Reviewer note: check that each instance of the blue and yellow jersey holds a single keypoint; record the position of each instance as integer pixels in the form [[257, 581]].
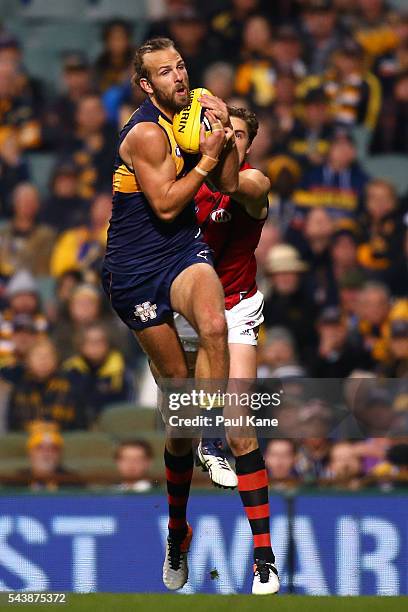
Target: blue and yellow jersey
[[138, 241]]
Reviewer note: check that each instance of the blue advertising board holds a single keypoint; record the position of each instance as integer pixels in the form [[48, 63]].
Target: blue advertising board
[[115, 543]]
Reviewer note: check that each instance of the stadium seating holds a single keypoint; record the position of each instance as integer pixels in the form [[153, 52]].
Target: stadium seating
[[41, 165], [87, 444], [108, 9], [390, 167], [9, 467], [44, 9], [13, 446], [92, 468], [124, 421]]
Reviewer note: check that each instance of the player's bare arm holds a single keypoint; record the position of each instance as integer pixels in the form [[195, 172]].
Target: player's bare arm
[[146, 150], [252, 192], [225, 174]]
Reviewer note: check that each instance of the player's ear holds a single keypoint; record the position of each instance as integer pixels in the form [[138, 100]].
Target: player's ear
[[145, 86]]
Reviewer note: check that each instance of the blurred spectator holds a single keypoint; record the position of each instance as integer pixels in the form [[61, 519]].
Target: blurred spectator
[[344, 465], [336, 355], [25, 243], [313, 239], [322, 35], [219, 79], [28, 87], [336, 185], [46, 472], [349, 286], [228, 25], [17, 113], [382, 228], [280, 461], [256, 74], [91, 144], [395, 467], [373, 410], [82, 248], [13, 170], [41, 392], [286, 301], [374, 30], [134, 460], [76, 84], [354, 92], [373, 314], [343, 250], [64, 208], [284, 110], [311, 136], [277, 351], [84, 308], [391, 131], [313, 452], [396, 364], [22, 301], [287, 52], [98, 372], [187, 27], [112, 67], [15, 344]]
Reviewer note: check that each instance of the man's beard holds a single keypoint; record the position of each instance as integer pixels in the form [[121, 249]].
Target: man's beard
[[169, 102]]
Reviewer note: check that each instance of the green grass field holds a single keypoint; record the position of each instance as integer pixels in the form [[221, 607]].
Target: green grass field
[[225, 603]]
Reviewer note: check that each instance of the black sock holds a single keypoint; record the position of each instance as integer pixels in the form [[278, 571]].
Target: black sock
[[253, 489], [179, 472]]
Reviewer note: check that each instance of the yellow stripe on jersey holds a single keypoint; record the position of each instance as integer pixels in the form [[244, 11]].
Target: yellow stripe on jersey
[[125, 181], [175, 151]]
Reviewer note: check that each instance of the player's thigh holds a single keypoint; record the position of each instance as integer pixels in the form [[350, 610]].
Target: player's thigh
[[242, 360], [163, 347], [197, 294]]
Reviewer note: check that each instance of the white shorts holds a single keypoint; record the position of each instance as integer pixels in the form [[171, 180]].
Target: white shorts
[[243, 322]]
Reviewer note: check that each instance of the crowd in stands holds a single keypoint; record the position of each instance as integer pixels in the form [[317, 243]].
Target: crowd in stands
[[333, 257]]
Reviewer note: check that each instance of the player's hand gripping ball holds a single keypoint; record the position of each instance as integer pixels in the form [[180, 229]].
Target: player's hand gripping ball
[[187, 123]]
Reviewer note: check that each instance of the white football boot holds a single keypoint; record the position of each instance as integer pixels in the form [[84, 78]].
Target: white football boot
[[175, 567], [266, 579], [211, 457]]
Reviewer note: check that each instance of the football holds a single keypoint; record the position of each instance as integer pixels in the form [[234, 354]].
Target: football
[[187, 123]]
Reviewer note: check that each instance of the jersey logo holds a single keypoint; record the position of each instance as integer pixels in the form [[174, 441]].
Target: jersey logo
[[145, 311], [221, 216], [203, 254]]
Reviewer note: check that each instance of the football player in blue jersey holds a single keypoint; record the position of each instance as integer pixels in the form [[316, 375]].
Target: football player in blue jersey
[[156, 261]]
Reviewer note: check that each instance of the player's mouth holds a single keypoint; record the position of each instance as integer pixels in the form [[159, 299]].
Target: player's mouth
[[182, 91]]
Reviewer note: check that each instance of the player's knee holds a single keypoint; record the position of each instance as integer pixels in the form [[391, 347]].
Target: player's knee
[[174, 370], [241, 446], [214, 329]]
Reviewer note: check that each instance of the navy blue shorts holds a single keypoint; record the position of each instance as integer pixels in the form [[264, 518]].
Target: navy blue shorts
[[143, 300]]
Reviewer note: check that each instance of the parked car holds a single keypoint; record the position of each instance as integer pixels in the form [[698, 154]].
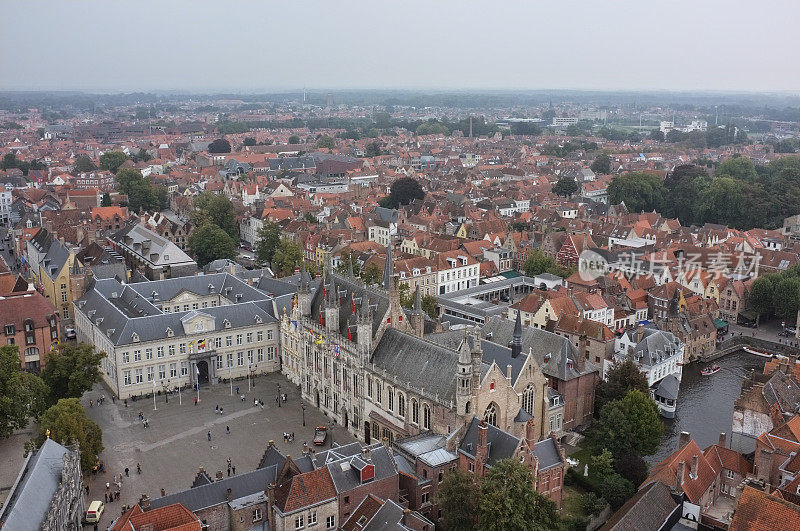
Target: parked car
[[94, 512], [320, 434]]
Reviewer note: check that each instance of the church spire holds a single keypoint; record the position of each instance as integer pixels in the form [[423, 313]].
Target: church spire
[[516, 340], [388, 269]]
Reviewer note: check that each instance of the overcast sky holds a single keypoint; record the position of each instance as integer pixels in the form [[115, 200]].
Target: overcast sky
[[261, 45]]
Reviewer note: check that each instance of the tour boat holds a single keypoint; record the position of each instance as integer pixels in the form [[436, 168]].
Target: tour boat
[[757, 352]]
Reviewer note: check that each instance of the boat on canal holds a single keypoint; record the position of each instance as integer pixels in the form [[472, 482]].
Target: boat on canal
[[757, 352]]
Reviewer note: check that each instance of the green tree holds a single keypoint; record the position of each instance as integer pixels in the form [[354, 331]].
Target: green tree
[[326, 142], [741, 168], [403, 191], [269, 237], [565, 187], [457, 496], [68, 423], [71, 369], [112, 160], [83, 164], [621, 378], [286, 257], [787, 298], [212, 208], [630, 425], [209, 242], [602, 164], [762, 295], [508, 501], [22, 395], [219, 145], [641, 192], [617, 490]]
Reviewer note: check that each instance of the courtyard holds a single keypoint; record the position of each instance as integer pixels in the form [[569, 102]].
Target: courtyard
[[175, 444]]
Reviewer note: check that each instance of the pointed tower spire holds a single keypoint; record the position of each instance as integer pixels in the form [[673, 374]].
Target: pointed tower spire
[[516, 340], [388, 269]]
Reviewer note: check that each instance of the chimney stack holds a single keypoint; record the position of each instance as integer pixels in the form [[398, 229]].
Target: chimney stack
[[679, 476]]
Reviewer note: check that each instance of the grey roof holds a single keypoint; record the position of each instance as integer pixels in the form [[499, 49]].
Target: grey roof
[[216, 493], [650, 508], [122, 310], [29, 499], [668, 387], [547, 453], [555, 354], [417, 363], [502, 444]]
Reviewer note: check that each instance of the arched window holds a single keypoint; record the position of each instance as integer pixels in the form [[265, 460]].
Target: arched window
[[490, 415], [528, 396]]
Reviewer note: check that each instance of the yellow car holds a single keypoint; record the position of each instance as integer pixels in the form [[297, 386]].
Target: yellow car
[[94, 512]]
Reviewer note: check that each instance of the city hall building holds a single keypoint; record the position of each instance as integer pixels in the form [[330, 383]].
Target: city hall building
[[182, 331]]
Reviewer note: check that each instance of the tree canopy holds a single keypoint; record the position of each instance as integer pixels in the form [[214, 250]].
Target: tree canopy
[[630, 425], [68, 423], [641, 192], [209, 242], [212, 208], [219, 145], [71, 369], [565, 187], [112, 160], [269, 238], [402, 192], [508, 501], [22, 395]]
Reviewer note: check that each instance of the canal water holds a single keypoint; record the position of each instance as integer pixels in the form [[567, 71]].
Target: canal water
[[705, 403]]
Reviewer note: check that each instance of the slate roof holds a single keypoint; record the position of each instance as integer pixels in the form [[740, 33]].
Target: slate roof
[[216, 493], [419, 364], [29, 500], [121, 310], [502, 445], [556, 356], [648, 509]]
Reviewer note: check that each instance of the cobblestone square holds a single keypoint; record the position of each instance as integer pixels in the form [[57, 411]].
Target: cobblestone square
[[175, 443]]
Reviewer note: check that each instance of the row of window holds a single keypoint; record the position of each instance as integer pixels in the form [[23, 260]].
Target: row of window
[[240, 339], [138, 376]]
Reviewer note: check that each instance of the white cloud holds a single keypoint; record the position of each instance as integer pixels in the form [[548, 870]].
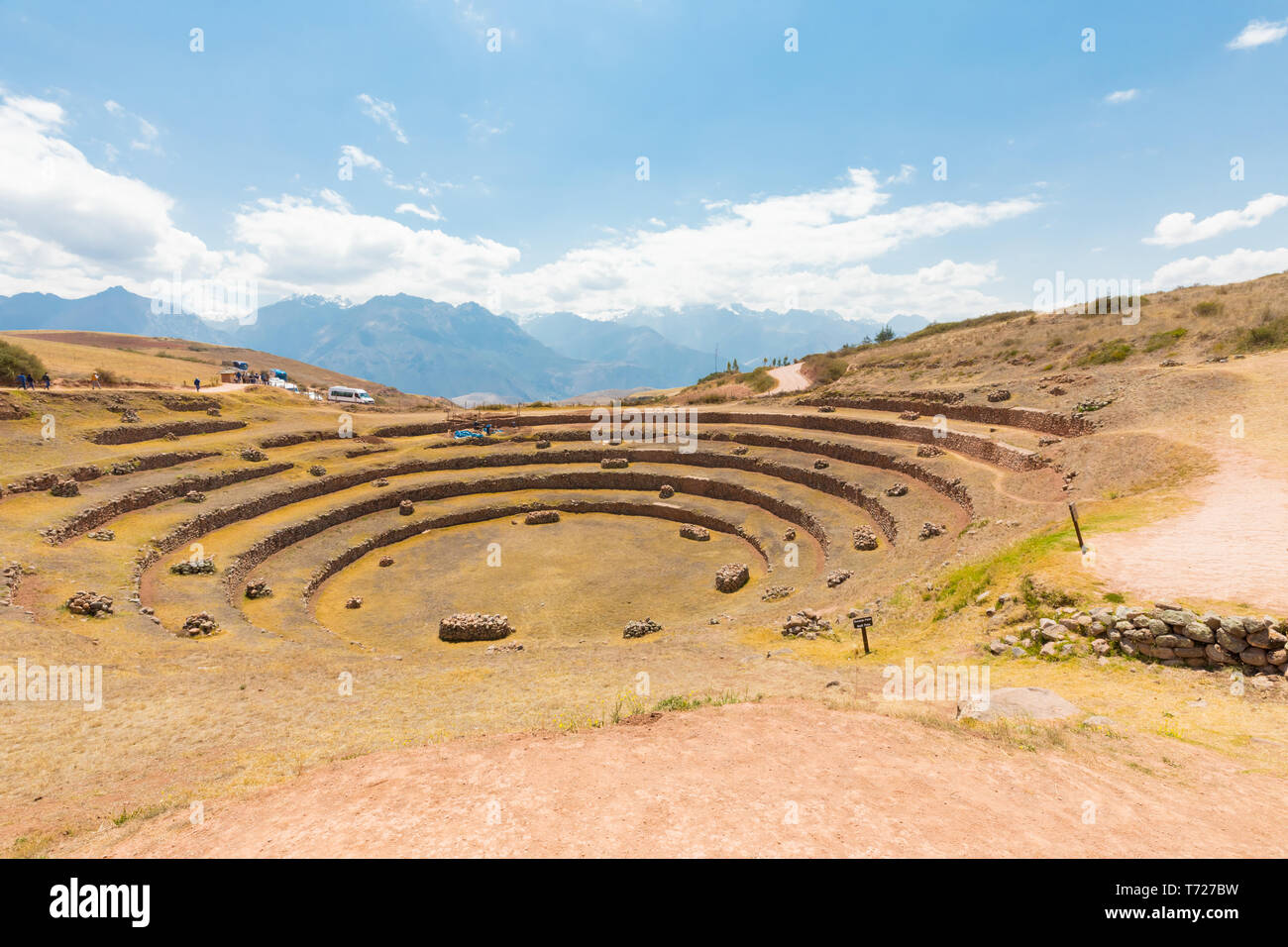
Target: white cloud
[[382, 114], [1180, 228], [432, 214], [1117, 98], [1258, 33], [1235, 265]]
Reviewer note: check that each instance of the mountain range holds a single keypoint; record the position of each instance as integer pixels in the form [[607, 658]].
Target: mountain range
[[468, 354]]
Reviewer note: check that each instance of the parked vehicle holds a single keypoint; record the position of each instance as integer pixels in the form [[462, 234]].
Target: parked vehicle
[[355, 395]]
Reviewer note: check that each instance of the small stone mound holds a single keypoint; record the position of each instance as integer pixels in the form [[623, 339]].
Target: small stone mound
[[864, 539], [806, 624], [258, 587], [194, 567], [89, 603], [473, 626], [638, 629], [732, 577], [200, 625]]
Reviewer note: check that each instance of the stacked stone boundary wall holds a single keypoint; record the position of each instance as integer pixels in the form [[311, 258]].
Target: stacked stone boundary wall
[[133, 433], [1026, 418]]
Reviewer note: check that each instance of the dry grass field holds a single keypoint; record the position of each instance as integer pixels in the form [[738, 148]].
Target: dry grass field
[[1179, 491]]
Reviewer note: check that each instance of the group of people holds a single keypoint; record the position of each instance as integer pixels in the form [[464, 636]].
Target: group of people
[[29, 381]]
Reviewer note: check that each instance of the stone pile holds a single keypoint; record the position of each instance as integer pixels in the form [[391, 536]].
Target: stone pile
[[732, 577], [806, 624], [64, 488], [473, 626], [200, 625], [864, 539], [258, 587], [638, 629], [89, 603], [194, 567]]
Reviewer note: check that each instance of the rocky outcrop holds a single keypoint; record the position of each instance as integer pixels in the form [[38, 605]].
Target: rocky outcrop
[[475, 626], [200, 625], [89, 603], [732, 577], [258, 587]]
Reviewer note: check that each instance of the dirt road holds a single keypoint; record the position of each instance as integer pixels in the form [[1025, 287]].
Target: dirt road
[[774, 779]]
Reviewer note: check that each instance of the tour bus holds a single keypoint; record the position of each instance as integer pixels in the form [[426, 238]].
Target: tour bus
[[355, 395]]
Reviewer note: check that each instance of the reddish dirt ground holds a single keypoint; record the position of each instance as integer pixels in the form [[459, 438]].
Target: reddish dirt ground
[[1232, 547], [774, 779]]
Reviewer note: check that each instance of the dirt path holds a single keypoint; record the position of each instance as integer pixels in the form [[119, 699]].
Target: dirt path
[[790, 379], [774, 779], [1232, 547]]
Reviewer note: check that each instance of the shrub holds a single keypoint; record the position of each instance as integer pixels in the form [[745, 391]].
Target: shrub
[[16, 361]]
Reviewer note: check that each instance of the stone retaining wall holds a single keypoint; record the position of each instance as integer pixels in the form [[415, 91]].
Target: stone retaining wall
[[1028, 418], [132, 433]]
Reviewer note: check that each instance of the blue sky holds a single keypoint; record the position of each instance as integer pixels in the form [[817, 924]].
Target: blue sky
[[776, 178]]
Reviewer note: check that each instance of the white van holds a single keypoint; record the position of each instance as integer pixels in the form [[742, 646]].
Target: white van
[[355, 395]]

────────

• Work item
In the entries above, find the line with "Target: navy blue shorts" and the line with "Reviewer note: check that each instance of the courtyard". Write out exactly those two lines and every line between them, pictures excluded.

• Response to this task
Target: navy blue shorts
[[143, 300]]
Reviewer note: check that each instance of the parked car holds a single keypoint; record the position of each instance as integer pixels in the form [[698, 154]].
Target: parked car
[[94, 512], [320, 434]]
Reviewer note: check that each instance of the church spire holds a single keypoint; record the position of each instance as integer pixels in the form [[423, 313]].
Target: church spire
[[516, 340], [388, 269]]
Reviewer note: check that each instance of the overcast sky holds a single keypoint; record the position of each instance as integer pixels in the form [[115, 200]].
Target: overcast sky
[[261, 45]]
Reviewer note: check that each instance of the tour boat holds a single keypoint; record the position of each instance as integer pixels in the form [[436, 168]].
Target: tour boat
[[757, 352]]
Reviewer note: check that each instance of the boat on canal holds a single keypoint; record the position of each instance as integer pixels in the form [[472, 482]].
Target: boat on canal
[[757, 352]]
Reviewer note: check that each instance of the green tree holds a single keypoint; record the position of each instance as integer pixels in the form [[354, 331]].
Target: green tree
[[326, 142], [741, 168], [403, 191], [269, 237], [565, 187], [457, 496], [68, 423], [71, 369], [112, 160], [83, 164], [621, 378], [286, 257], [787, 298], [212, 208], [630, 425], [209, 242], [602, 164], [762, 295], [508, 501], [22, 395], [219, 145], [641, 192], [617, 490]]
Reviewer note: check that each instance of the courtyard holds a single keypoint; record the position of each instance as integer pixels in the form [[569, 102]].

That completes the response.